Detection annotation records
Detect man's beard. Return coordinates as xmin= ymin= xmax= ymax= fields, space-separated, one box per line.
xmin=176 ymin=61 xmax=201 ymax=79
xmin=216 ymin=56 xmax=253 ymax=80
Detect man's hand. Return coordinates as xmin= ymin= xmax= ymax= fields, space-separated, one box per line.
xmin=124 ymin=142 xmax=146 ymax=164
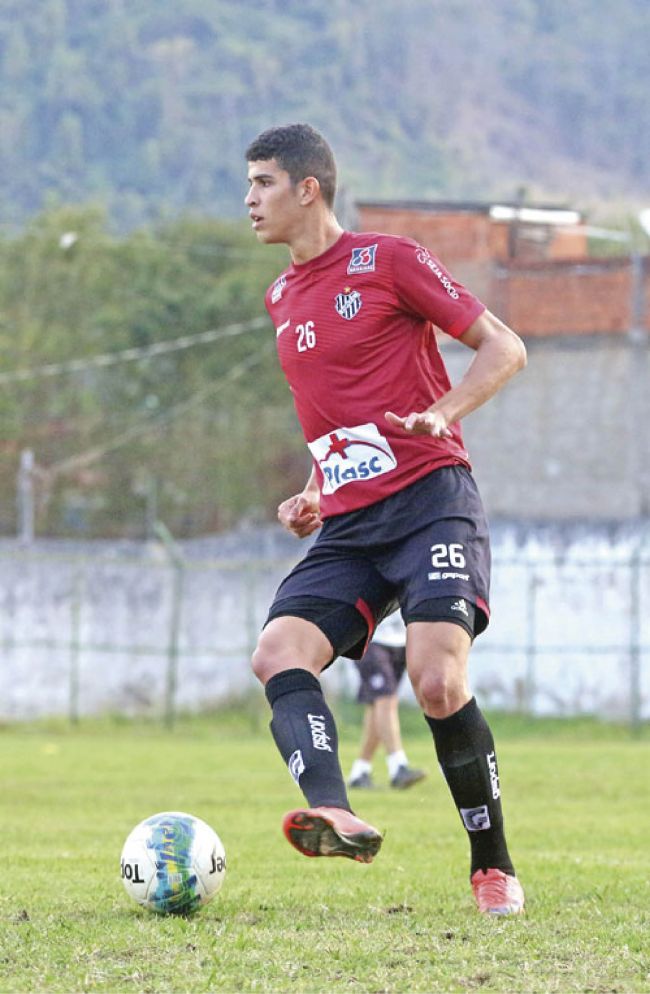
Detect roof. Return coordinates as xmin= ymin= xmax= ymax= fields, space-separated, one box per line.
xmin=356 ymin=200 xmax=582 ymax=224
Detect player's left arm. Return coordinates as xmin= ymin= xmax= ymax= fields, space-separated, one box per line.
xmin=386 ymin=310 xmax=526 ymax=438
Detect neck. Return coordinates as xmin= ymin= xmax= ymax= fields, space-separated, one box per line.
xmin=289 ymin=211 xmax=343 ymax=266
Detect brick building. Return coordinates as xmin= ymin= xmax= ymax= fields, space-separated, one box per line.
xmin=356 ymin=201 xmax=650 ymax=337
xmin=355 ymin=201 xmax=650 ymax=522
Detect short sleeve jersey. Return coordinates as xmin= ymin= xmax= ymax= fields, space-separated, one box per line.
xmin=265 ymin=231 xmax=485 ymax=518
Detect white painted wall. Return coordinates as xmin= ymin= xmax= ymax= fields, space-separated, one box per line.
xmin=0 ymin=522 xmax=650 ymax=719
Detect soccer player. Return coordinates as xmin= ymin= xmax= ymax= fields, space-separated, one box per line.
xmin=348 ymin=611 xmax=426 ymax=790
xmin=246 ymin=124 xmax=526 ymax=915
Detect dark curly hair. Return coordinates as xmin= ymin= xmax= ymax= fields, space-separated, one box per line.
xmin=246 ymin=124 xmax=336 ymax=207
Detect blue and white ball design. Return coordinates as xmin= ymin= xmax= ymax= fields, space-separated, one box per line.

**What you have to do**
Lay out every line of the items above as a numbered list with blank lines skipped. Leave the pictures out of your answer.

**Response below**
1. Detect man's beard. Return coordinates as xmin= ymin= xmax= ymax= fields, space-separated, one box per line.
2. xmin=176 ymin=61 xmax=201 ymax=79
3. xmin=216 ymin=56 xmax=253 ymax=80
4. Detect man's hand. Return coordinates as xmin= ymin= xmax= ymax= fields, space-separated, one box per line.
5. xmin=124 ymin=142 xmax=146 ymax=164
6. Detect roof. Return coordinates as xmin= ymin= xmax= ymax= fields, space-separated, one box per line.
7. xmin=356 ymin=200 xmax=582 ymax=224
8. Detect player's left arm. Return coordinates as xmin= ymin= xmax= ymax= fields, space-separated, one box per line.
9. xmin=386 ymin=310 xmax=526 ymax=438
10. Detect neck. Return coordinates as xmin= ymin= xmax= ymax= fields, space-separated, one box per line.
11. xmin=289 ymin=211 xmax=343 ymax=266
12. Detect brick building. Return coordinates as xmin= ymin= xmax= ymax= fields, space-separated, one box per line.
13. xmin=356 ymin=201 xmax=650 ymax=337
14. xmin=355 ymin=201 xmax=650 ymax=522
15. Detect short sleeve jersey. Return coordinates as xmin= ymin= xmax= ymax= fields, space-separated, one box per line.
16. xmin=265 ymin=231 xmax=485 ymax=518
17. Detect white painted wall. Return coordinates as xmin= ymin= xmax= ymax= fields, space-separated, one box per line.
18. xmin=0 ymin=522 xmax=650 ymax=719
19. Detect soccer player. Return coordinates as xmin= ymin= xmax= ymax= fields, space-separated, one box per line.
20. xmin=348 ymin=611 xmax=426 ymax=790
21. xmin=246 ymin=124 xmax=526 ymax=915
22. Detect dark curly hair. Return coordinates as xmin= ymin= xmax= ymax= fields, space-separated, one box per line.
23. xmin=246 ymin=124 xmax=336 ymax=207
24. Detect blue and white ball design. Return coordinates as xmin= ymin= xmax= ymax= fields, space-separated, one box per line.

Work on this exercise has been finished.